[[ RECORDS SHOWN open ]]

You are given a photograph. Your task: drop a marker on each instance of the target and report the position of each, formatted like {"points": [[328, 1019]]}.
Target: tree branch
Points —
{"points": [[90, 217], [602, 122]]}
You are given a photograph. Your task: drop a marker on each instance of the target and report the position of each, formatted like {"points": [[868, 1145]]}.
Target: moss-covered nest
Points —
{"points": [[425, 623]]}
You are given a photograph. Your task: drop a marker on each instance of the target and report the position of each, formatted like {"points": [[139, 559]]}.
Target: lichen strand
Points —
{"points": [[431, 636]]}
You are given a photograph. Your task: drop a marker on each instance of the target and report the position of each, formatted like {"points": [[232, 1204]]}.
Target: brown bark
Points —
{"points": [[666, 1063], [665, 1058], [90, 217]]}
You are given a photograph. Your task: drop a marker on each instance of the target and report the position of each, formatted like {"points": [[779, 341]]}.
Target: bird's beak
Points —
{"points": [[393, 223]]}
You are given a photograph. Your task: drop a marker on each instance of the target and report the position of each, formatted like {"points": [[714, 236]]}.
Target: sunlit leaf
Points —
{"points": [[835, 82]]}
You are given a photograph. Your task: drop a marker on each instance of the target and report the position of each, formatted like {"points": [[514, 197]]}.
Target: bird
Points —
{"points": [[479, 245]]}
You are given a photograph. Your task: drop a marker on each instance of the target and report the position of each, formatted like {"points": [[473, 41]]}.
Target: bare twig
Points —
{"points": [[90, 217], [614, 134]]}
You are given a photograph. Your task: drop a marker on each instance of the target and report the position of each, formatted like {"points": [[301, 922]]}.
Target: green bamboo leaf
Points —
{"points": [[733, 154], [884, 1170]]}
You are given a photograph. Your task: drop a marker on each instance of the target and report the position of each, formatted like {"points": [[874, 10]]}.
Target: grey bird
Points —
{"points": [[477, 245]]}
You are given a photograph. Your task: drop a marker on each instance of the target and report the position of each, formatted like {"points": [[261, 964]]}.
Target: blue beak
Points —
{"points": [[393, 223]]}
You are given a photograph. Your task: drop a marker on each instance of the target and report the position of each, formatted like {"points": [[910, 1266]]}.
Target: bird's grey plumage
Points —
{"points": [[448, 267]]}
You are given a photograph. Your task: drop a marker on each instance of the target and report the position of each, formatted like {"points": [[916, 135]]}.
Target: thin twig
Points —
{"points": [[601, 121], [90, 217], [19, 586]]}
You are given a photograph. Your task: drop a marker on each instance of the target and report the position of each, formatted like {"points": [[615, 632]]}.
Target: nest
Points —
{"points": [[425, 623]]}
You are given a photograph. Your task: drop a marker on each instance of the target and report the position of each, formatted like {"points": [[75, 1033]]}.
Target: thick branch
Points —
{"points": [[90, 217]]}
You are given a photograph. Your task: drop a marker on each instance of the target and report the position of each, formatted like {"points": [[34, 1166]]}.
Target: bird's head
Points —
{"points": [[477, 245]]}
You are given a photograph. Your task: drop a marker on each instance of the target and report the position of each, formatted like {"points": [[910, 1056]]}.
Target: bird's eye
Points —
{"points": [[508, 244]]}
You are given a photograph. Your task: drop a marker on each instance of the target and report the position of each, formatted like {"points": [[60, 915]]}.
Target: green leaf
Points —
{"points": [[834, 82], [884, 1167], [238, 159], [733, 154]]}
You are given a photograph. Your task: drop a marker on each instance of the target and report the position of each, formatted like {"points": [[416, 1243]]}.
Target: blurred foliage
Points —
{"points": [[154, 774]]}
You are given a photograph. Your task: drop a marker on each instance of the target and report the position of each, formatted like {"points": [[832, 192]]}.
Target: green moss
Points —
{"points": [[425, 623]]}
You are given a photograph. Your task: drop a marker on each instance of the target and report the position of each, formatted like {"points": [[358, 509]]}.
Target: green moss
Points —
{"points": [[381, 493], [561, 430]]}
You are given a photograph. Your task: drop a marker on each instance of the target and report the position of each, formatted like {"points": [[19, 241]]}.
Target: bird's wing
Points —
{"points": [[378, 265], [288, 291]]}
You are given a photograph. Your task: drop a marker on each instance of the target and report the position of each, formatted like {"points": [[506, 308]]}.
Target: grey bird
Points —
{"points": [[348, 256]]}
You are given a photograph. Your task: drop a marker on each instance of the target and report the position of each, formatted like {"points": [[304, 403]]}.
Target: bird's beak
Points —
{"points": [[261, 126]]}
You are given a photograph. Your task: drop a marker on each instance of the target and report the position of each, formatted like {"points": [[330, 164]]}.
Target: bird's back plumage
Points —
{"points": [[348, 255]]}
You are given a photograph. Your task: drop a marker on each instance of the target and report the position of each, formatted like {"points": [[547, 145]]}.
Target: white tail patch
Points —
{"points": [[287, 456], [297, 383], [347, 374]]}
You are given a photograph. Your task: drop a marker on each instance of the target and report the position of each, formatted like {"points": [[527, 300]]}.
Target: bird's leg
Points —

[[ RECORDS SHOWN closed ]]

What is needed here is the full listing, restated word for word.

§ **REPLY**
You are given a photograph. Your task: drop a marker on each instance of the target and report the position of each, formatted like {"points": [[328, 1019]]}.
Target: tree branch
Points —
{"points": [[90, 217], [602, 122]]}
You are given a photograph. Your task: drop a marker on each instance of the target and report the position of each, formatted like {"points": [[868, 1145]]}.
Target: moss-covered nest
Points —
{"points": [[425, 623]]}
You are given a photograph. Your task: drop a marker on each instance of the target and report the position of each, formatted like {"points": [[139, 559]]}.
Target: lichen strand
Points —
{"points": [[431, 636]]}
You are given a photograph. Your task: drop a marker on each instance of the target and report the position of each, formatted like {"points": [[232, 1204]]}.
Target: brown bark
Points —
{"points": [[666, 1063], [665, 1058], [90, 217]]}
You are given a photograph. Your task: drop a marker on each instance of the target and report the position of each, formatted like {"points": [[779, 341]]}.
Target: bird's beak
Points —
{"points": [[393, 223]]}
You are given a photograph. Your task: drop a marker on each instance of the target and report the position of each, formatted like {"points": [[714, 236]]}.
Target: sunlit leaf
Points —
{"points": [[835, 82]]}
You are given a photograph. Your task: drop a marker on each instance of the target and report the position of each, formatted like {"points": [[514, 197]]}.
Target: bird
Points —
{"points": [[479, 245]]}
You are given a photograph. Your task: drop a marker on each instance of the target and report the position of each, formatted like {"points": [[473, 41]]}.
Target: bare twig
Points —
{"points": [[90, 217], [614, 134]]}
You are given a photograph. Your task: drop a marker on each instance of the target and report the position of each, formatted like {"points": [[301, 922]]}.
Target: green bamboo leaf
Points —
{"points": [[733, 154], [884, 1170]]}
You are given a photograph. Your task: drop a marker on each instance of the target and report the position of each, formatted like {"points": [[874, 10]]}.
Target: grey bird
Points —
{"points": [[477, 245]]}
You are given a photograph. Your task: drop a marker on each instance of the target and report the position of each, formatted like {"points": [[261, 964]]}.
Target: blue beak
Points —
{"points": [[393, 223]]}
You are given a photograph. Your task: drop a marker on each instance of the target and report the position of each, formatted like {"points": [[910, 1266]]}.
Target: bird's grey plumage
Points —
{"points": [[448, 267]]}
You are given a photograph. Your task: drop a marker on each instance of the target and report the position of each, formatted like {"points": [[916, 135]]}.
Target: thin twig
Points —
{"points": [[601, 121], [90, 217], [19, 586]]}
You are given a photograph. Your task: drop a marker on each instance of the target and report the position of each, formatted like {"points": [[615, 632]]}.
Target: nest
Points —
{"points": [[425, 623]]}
You are given a photograph. Your task: drop a marker on each instance of the target and report the position of each, formatted like {"points": [[75, 1033]]}.
Target: thick branch
Points —
{"points": [[90, 217]]}
You are given a photograph. Your task: drop a marker on each instance of the target and report the position of each, formatted like {"points": [[34, 1166]]}.
Target: bird's head
Points —
{"points": [[477, 245]]}
You are given a photograph. Your task: drop a marker on each instance of the target and report the position of each, formatted like {"points": [[910, 1056]]}.
Target: bird's eye
Points —
{"points": [[508, 244]]}
You are given a photograph. Your task: drop a marker on each instance of the target and report the position of each, formatted like {"points": [[60, 915]]}.
Target: green leaf
Points —
{"points": [[834, 82], [884, 1167], [238, 159], [733, 154]]}
You are given a photograph. Your task: drop a marker on each instance of the target and report the position of each, formatted like {"points": [[416, 1243]]}.
Target: blurred foliage
Points —
{"points": [[154, 774]]}
You are given a photograph. Your task: drop a marker on each instance of the target and report the position of each, formatted like {"points": [[832, 192]]}.
Target: green moss
Points —
{"points": [[425, 623]]}
You are given a photograph. Your task: drop a marker on each instance of the target and report the position of each, formatted like {"points": [[358, 509]]}.
Target: green moss
Points —
{"points": [[381, 493], [561, 430]]}
You are given a photograph. Your task: drop a marker on each instance of the target and report the position of each, formatted like {"points": [[19, 241]]}.
Target: bird's wing
Points —
{"points": [[378, 265], [288, 291]]}
You are given a photograph. Your task: drop a marker on each instance of the target and report the position of each, formatted like {"points": [[506, 308]]}.
Target: grey bird
Points —
{"points": [[348, 256]]}
You are given a photograph. Your task: drop a marker on each instance of the target and report the position of each, formatted like {"points": [[304, 403]]}.
Target: bird's beak
Points —
{"points": [[261, 126]]}
You are given a photograph. Your task: drop a marker on each instance of the target and report the position of each, formatted like {"points": [[330, 164]]}.
Target: bird's back plumage
Points —
{"points": [[348, 255]]}
You are given a photograph. Your task: drop a marker on each instance of the target and report the position of each, formatted like {"points": [[547, 145]]}.
Target: white tail patch
Points —
{"points": [[287, 456], [297, 383], [347, 374]]}
You are given a photograph. Your task: drop a marker on each instance of the target and report the position of each, formatted like {"points": [[527, 300]]}.
Target: bird's leg
Points —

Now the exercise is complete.